= PROVIDED RECORDS =

----------

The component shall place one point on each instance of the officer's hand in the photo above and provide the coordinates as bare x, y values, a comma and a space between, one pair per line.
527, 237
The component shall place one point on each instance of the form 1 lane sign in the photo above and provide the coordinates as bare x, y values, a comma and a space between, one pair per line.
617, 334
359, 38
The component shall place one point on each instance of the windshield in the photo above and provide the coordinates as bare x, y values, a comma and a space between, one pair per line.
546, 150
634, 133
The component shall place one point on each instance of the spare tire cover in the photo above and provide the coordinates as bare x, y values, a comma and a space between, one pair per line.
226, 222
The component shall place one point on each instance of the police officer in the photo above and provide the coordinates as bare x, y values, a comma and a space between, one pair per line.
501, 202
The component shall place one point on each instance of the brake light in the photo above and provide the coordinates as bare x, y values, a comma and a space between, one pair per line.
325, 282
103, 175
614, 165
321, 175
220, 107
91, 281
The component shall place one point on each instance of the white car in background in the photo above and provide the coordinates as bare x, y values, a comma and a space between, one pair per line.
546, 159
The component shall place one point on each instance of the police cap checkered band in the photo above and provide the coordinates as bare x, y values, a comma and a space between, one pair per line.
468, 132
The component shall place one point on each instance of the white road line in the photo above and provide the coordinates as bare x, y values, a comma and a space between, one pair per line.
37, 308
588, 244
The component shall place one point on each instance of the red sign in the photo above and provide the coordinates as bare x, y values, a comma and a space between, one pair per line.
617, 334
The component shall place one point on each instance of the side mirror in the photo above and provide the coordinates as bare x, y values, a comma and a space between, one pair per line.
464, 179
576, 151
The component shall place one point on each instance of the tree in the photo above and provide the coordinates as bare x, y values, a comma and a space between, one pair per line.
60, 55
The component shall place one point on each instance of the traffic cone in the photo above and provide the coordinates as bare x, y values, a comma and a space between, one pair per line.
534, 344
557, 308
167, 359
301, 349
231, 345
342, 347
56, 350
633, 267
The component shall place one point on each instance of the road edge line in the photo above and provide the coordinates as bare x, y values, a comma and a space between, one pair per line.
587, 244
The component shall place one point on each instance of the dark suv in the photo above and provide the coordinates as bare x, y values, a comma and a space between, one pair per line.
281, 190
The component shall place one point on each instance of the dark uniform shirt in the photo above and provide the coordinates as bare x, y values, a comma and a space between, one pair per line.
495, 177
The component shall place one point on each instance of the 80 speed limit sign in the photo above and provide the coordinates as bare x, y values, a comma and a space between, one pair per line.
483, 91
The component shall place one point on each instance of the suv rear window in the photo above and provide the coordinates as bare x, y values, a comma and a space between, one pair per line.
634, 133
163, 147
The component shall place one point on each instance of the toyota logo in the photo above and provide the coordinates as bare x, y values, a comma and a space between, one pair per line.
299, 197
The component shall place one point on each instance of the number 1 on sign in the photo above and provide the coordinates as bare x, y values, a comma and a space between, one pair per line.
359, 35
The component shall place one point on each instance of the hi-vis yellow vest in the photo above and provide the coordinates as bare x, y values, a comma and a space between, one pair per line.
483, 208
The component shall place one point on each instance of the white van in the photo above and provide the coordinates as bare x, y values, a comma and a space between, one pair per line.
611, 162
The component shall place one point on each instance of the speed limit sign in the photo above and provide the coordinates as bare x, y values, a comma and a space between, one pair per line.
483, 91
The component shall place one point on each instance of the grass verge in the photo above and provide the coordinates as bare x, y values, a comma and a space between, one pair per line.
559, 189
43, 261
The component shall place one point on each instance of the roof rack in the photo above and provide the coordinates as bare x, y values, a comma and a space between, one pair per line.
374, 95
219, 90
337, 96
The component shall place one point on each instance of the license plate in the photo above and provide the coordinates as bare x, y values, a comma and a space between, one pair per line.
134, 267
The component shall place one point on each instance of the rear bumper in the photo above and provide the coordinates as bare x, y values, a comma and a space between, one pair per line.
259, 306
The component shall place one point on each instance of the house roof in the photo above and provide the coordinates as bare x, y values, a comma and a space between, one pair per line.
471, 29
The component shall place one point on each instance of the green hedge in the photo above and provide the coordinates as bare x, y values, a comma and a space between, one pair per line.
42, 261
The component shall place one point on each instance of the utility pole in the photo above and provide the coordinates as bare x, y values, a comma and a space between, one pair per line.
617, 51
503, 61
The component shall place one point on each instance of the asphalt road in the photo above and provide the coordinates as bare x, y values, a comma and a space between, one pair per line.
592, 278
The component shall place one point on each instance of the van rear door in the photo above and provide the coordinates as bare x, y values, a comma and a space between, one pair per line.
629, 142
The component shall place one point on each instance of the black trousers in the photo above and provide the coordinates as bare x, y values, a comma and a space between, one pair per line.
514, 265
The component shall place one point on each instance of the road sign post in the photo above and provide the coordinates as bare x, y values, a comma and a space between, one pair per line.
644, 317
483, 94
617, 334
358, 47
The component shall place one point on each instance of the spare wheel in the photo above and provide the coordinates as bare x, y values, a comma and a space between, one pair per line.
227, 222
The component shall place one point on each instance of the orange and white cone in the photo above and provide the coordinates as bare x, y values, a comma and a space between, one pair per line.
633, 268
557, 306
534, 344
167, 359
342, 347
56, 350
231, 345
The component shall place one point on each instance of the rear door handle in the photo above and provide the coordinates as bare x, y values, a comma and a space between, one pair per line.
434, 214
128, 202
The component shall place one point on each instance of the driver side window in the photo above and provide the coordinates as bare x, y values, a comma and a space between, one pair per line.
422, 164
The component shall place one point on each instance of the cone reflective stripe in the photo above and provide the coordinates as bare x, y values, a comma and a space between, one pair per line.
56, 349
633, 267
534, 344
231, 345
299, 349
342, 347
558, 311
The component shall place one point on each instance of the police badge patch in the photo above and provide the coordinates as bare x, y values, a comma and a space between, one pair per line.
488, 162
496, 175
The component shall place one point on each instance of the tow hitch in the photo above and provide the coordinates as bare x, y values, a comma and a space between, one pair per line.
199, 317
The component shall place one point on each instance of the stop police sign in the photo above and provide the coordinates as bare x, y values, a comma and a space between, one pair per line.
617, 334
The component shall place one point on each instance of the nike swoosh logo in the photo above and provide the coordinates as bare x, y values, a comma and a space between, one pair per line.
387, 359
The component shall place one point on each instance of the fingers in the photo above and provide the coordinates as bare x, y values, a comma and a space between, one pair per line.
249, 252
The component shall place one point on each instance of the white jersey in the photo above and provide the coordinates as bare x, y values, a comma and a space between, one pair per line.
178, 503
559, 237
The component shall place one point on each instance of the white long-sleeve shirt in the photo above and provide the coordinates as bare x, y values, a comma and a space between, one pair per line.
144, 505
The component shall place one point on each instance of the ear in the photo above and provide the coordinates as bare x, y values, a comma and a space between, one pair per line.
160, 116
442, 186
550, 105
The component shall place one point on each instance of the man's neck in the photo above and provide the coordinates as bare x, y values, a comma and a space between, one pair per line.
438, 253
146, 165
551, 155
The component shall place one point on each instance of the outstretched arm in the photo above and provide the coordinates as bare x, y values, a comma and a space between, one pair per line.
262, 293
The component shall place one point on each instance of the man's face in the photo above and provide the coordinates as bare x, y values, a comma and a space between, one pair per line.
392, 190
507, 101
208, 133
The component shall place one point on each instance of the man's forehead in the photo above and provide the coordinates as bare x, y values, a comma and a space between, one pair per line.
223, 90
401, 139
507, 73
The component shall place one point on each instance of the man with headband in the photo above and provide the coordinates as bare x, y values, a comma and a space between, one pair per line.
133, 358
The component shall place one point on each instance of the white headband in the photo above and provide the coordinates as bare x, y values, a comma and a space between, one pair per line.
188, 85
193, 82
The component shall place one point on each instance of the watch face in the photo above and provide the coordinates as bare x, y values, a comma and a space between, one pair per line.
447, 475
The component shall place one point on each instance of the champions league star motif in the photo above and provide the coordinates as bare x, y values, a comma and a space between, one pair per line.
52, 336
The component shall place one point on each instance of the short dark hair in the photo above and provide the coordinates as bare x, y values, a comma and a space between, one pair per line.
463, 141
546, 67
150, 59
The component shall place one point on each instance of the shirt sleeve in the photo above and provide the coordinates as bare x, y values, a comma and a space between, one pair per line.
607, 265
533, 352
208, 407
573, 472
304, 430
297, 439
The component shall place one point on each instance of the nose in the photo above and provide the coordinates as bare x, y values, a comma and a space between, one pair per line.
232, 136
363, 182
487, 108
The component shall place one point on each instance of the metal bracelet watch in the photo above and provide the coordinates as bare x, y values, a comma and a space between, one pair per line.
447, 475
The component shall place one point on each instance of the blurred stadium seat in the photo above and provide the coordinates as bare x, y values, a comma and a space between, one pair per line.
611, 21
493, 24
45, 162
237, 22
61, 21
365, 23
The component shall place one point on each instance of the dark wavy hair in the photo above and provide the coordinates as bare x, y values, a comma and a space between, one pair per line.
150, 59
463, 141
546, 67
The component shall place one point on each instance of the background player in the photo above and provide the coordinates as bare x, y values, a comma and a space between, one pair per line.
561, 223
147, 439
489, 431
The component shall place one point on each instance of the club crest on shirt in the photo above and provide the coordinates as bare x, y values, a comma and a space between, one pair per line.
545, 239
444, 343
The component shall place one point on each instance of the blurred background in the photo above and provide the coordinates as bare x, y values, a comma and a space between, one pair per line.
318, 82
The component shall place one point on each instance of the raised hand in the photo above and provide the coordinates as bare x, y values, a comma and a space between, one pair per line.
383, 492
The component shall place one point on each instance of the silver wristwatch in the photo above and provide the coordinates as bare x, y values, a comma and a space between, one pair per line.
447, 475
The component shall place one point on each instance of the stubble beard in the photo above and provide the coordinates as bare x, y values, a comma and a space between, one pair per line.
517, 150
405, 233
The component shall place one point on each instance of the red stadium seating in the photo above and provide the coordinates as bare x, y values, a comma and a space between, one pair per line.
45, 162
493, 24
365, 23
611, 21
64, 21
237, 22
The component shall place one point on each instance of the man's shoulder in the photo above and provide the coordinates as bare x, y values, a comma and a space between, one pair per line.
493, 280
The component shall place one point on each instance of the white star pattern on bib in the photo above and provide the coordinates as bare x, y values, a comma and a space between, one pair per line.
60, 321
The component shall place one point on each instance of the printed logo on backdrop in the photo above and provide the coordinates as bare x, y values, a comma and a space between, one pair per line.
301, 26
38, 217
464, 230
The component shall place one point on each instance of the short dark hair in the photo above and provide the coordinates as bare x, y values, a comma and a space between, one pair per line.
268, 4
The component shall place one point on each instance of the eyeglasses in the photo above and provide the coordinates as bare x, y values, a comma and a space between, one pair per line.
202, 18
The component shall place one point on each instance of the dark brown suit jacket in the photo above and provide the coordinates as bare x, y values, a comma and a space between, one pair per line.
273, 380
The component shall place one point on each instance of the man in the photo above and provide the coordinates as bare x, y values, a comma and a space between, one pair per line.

----------

= TASK TO COMPLETE =
Take the lines from the one containing "of the printed" to the last line of the material above and write them out exactly.

= ANSWER TO THE EXERCISE =
The component shall place one point on each instance of the printed logo on backdrop in the photo above and provide the coordinates as bare x, y values, a comma and a space between, one pair per line.
301, 26
38, 217
464, 230
The component shall place one point on each instance of the short dark hair in the photo above and provide the coordinates as bare x, y values, a comma and a space between, one pair per line.
268, 4
The component shall place one point on each instance of the eyeglasses in the photo above and provide the coordinates as bare x, y values, a comma and a space between, one pair per line.
202, 18
The component shall place one point on each instance of the dark brown suit jacket in the photo above and provide the coordinates as bare x, y values, a comma and a space between, one pair per line.
273, 380
The component shall place one point on each instance of the man in the photo above and provide the coordinates as bare x, y values, a comma and a space between, one pair per line.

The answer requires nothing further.